__Records provided__.

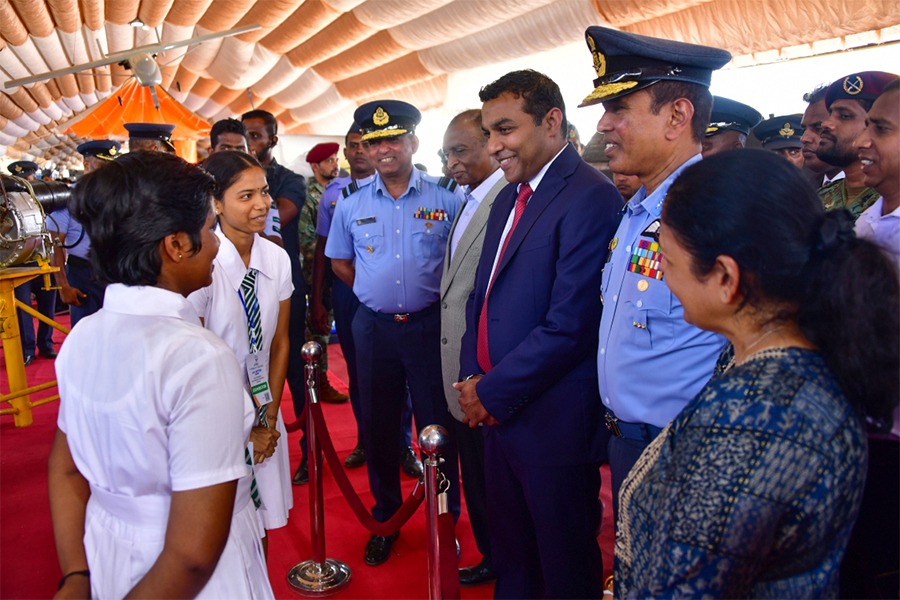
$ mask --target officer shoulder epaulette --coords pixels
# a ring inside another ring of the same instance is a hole
[[[341,190],[341,198],[346,198],[358,189],[359,184],[355,181],[351,181],[344,189]]]
[[[344,187],[344,189],[341,190],[341,198],[347,198],[351,194],[355,194],[360,189],[366,187],[367,185],[370,185],[373,181],[374,181],[373,177],[369,177],[368,180],[363,179],[362,182],[354,179],[349,184],[347,184],[347,186]]]

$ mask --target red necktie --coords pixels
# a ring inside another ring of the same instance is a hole
[[[516,211],[513,214],[513,224],[512,227],[509,228],[509,233],[506,234],[506,239],[503,240],[500,256],[497,257],[497,268],[494,270],[494,276],[488,284],[487,293],[484,295],[484,304],[481,307],[481,316],[478,318],[478,340],[475,349],[478,358],[478,366],[481,367],[481,370],[485,373],[491,370],[491,357],[488,353],[487,345],[487,301],[491,295],[491,288],[494,286],[494,279],[497,277],[497,271],[500,270],[500,261],[503,260],[503,253],[506,252],[506,246],[509,244],[513,232],[516,230],[519,219],[522,218],[522,213],[525,212],[525,205],[528,203],[528,199],[531,198],[531,194],[531,186],[527,183],[519,189],[519,197],[516,198]]]

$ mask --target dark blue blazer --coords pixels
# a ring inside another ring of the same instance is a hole
[[[518,195],[494,201],[466,311],[460,378],[481,373],[477,325],[494,257]],[[476,390],[504,448],[534,465],[596,462],[603,406],[597,387],[600,283],[622,197],[571,145],[550,165],[497,265],[488,303],[493,368]],[[512,456],[511,456],[512,458]]]

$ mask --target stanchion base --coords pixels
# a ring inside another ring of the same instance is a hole
[[[350,567],[339,560],[326,558],[322,564],[304,560],[288,571],[288,585],[301,596],[330,596],[350,583]]]

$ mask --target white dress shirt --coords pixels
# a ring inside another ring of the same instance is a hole
[[[900,271],[900,207],[886,215],[883,212],[884,197],[881,197],[856,219],[856,237],[881,246]]]
[[[198,598],[271,598],[244,449],[253,423],[234,352],[183,296],[113,284],[56,359],[57,426],[91,496],[94,598],[121,598],[156,562],[172,493],[238,486],[228,543]]]
[[[250,354],[250,341],[247,332],[247,314],[241,303],[238,290],[247,274],[248,267],[221,229],[216,230],[219,236],[219,253],[216,255],[211,285],[197,290],[188,297],[194,308],[203,318],[204,326],[225,340],[237,356],[240,364],[241,380],[247,393],[250,383],[247,378],[247,357]],[[272,339],[278,325],[278,309],[282,300],[291,297],[294,285],[291,283],[291,261],[287,253],[272,242],[254,236],[250,251],[250,269],[258,271],[256,276],[256,298],[259,302],[260,324],[262,325],[262,350],[269,356],[272,350]],[[269,382],[272,385],[272,382]],[[287,429],[277,415],[268,415],[270,426],[281,433],[281,441],[275,453],[262,463],[254,466],[256,484],[262,500],[257,511],[260,525],[264,529],[277,529],[287,525],[288,512],[294,506],[291,491],[291,466],[288,456]],[[249,485],[249,483],[247,484]]]
[[[547,174],[547,169],[550,168],[550,165],[553,164],[553,161],[555,161],[557,158],[559,158],[559,155],[563,153],[563,150],[566,149],[567,145],[568,145],[568,143],[566,143],[560,149],[560,151],[556,153],[556,156],[554,156],[550,161],[548,161],[547,164],[544,165],[544,167],[540,171],[538,171],[538,174],[535,175],[534,178],[528,182],[528,185],[531,186],[531,195],[532,196],[534,196],[534,193],[537,192],[538,186],[541,185],[541,180],[544,179],[544,175]],[[522,189],[522,184],[520,183],[516,187],[516,191],[518,192],[521,189]],[[525,201],[526,208],[528,207],[528,202],[530,202],[530,201],[531,201],[531,198],[529,198],[528,200]],[[506,219],[506,226],[503,228],[503,235],[500,236],[500,245],[497,247],[497,254],[494,256],[494,266],[491,267],[490,281],[494,280],[494,273],[497,271],[497,263],[500,262],[500,252],[503,250],[503,243],[506,241],[506,236],[509,235],[509,230],[512,229],[512,222],[516,216],[516,204],[517,204],[517,202],[513,203],[512,210],[509,211],[509,217]]]

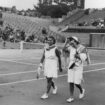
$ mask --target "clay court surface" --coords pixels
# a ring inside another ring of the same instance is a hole
[[[42,50],[0,50],[0,105],[105,105],[105,51],[89,50],[91,65],[84,65],[84,99],[67,103],[69,88],[66,70],[55,80],[58,93],[46,100],[41,95],[46,90],[43,72],[36,79]]]

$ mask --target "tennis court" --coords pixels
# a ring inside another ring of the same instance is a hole
[[[69,87],[66,70],[55,80],[57,95],[41,100],[46,81],[43,72],[36,79],[36,69],[42,50],[0,50],[0,105],[104,105],[105,103],[105,50],[89,50],[92,64],[84,65],[83,87],[86,96],[79,100],[75,91],[75,101],[67,103]]]

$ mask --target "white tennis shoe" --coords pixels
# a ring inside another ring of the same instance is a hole
[[[57,86],[55,86],[55,89],[53,89],[52,94],[57,94]]]
[[[79,99],[82,99],[85,96],[85,89],[83,89],[83,92],[79,95]]]
[[[47,99],[48,98],[48,94],[47,93],[44,93],[42,96],[41,96],[41,99]]]
[[[73,102],[73,101],[74,101],[74,98],[68,98],[68,99],[67,99],[67,102],[68,102],[68,103]]]

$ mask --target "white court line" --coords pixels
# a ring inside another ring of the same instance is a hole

__Stated task__. Reproduce the listing above exactly, excluding all pictures.

__Correct response__.
$ mask --target officer shoulder epaulette --coords pixels
# a ring inside another ring of the same instance is a hole
[[[341,190],[341,198],[346,198],[358,189],[359,184],[355,181],[351,181],[344,189]]]
[[[344,187],[344,189],[341,190],[341,198],[347,198],[351,194],[355,194],[360,189],[366,187],[367,185],[370,185],[373,181],[374,181],[373,177],[369,177],[368,180],[363,179],[362,182],[354,179],[349,184],[347,184],[347,186]]]

$ mask --target red necktie --coords pixels
# a ring inside another ring of the same instance is a hole
[[[516,211],[513,214],[513,224],[512,227],[509,228],[509,233],[506,234],[506,239],[503,240],[500,256],[497,257],[497,268],[494,270],[494,276],[488,284],[487,293],[484,295],[484,304],[481,307],[481,316],[478,318],[478,340],[475,349],[478,358],[478,366],[481,367],[481,370],[485,373],[491,370],[491,357],[488,353],[487,345],[487,301],[491,295],[491,288],[494,286],[494,279],[497,277],[497,271],[500,270],[500,261],[503,260],[503,253],[506,252],[506,246],[509,244],[513,232],[516,230],[519,219],[522,218],[522,213],[525,212],[525,205],[528,203],[528,199],[531,198],[531,194],[531,186],[527,183],[519,189],[519,197],[516,198]]]

$ mask --target dark blue blazer --coords pixels
# a ring inside another ring of the same instance is a hole
[[[518,195],[494,201],[466,311],[460,378],[481,373],[477,325],[494,257]],[[476,390],[504,448],[534,465],[596,462],[603,406],[597,387],[600,283],[622,197],[571,145],[550,165],[497,265],[488,303],[493,368]],[[512,456],[511,456],[512,458]]]

$ mask --target stanchion base --coords pixels
# a ring inside another ring of the same instance is a hole
[[[350,567],[339,560],[326,558],[322,564],[304,560],[288,571],[288,585],[301,596],[330,596],[350,583]]]

$ mask --target white dress shirt --coords pixels
# a ring inside another ring of the same instance is a hole
[[[900,271],[900,207],[886,215],[883,212],[884,197],[881,197],[856,219],[856,237],[881,246]]]
[[[198,598],[271,598],[244,449],[253,423],[234,352],[183,296],[113,284],[56,359],[57,426],[91,496],[94,598],[121,598],[156,562],[172,493],[238,486],[228,543]]]
[[[250,354],[250,341],[247,332],[247,314],[241,303],[238,290],[247,274],[248,267],[221,229],[216,230],[219,236],[219,253],[216,255],[211,285],[197,290],[188,297],[194,308],[203,318],[204,326],[225,340],[237,356],[240,364],[241,380],[247,393],[250,383],[247,378],[247,357]],[[272,339],[278,325],[278,309],[282,300],[291,297],[294,285],[291,283],[291,261],[287,253],[272,242],[254,236],[250,251],[250,269],[258,271],[256,276],[256,298],[259,302],[260,324],[262,325],[262,350],[269,356],[272,350]],[[269,382],[272,385],[272,382]],[[287,429],[277,415],[268,415],[270,426],[281,433],[281,441],[275,453],[262,463],[254,466],[256,484],[262,500],[257,511],[260,525],[264,529],[277,529],[287,525],[288,512],[294,506],[291,491],[291,466],[288,456]],[[249,485],[249,483],[247,484]]]
[[[547,174],[547,169],[550,168],[550,165],[553,164],[553,161],[555,161],[557,158],[559,158],[559,155],[563,153],[563,150],[566,149],[567,145],[568,145],[568,143],[566,143],[560,149],[560,151],[556,153],[556,156],[554,156],[550,161],[548,161],[547,164],[544,165],[544,167],[540,171],[538,171],[538,174],[535,175],[534,178],[528,182],[528,185],[531,186],[531,195],[532,196],[534,196],[534,193],[537,192],[538,186],[541,185],[541,180],[544,179],[544,175]],[[522,189],[522,184],[520,183],[516,187],[516,191],[518,192],[521,189]],[[525,201],[526,208],[528,207],[528,202],[530,202],[530,201],[531,201],[531,198],[529,198],[528,200]],[[506,219],[506,226],[503,228],[503,235],[500,236],[500,245],[497,247],[497,254],[494,256],[494,266],[491,267],[490,281],[494,280],[494,273],[497,271],[497,263],[500,262],[500,252],[503,250],[503,243],[506,241],[506,236],[509,235],[509,230],[512,229],[512,222],[516,216],[516,204],[517,204],[517,202],[513,203],[512,210],[509,211],[509,217]]]

$ mask --target "clay court surface" --coords pixels
# a ring inside another ring of the same instance is a hole
[[[42,50],[0,50],[0,105],[105,105],[105,51],[89,50],[91,65],[84,65],[84,99],[67,103],[69,88],[66,70],[55,80],[58,93],[46,100],[41,95],[46,90],[43,72],[36,79]]]

$ mask --target "tennis court" --coords pixels
# a ring inside another ring of the same instance is a hole
[[[69,87],[66,70],[55,80],[57,95],[41,100],[46,81],[43,72],[36,79],[36,69],[42,50],[0,50],[0,105],[104,105],[105,103],[105,50],[89,50],[92,64],[84,65],[83,87],[86,96],[79,100],[75,91],[75,101],[67,103]]]

$ mask --target "white tennis shoe" --coords pixels
# a ring inside another ring of the same instance is a hole
[[[57,86],[55,86],[55,89],[53,89],[52,94],[57,94]]]
[[[79,99],[82,99],[85,96],[85,89],[83,89],[83,92],[79,95]]]
[[[47,99],[48,98],[48,94],[47,93],[44,93],[42,96],[41,96],[41,99]]]
[[[73,102],[73,101],[74,101],[74,98],[68,98],[68,99],[67,99],[67,102],[68,102],[68,103]]]

$ mask --target "white court line" --coords pixels
# a ring inside another ring of the same instance is a hole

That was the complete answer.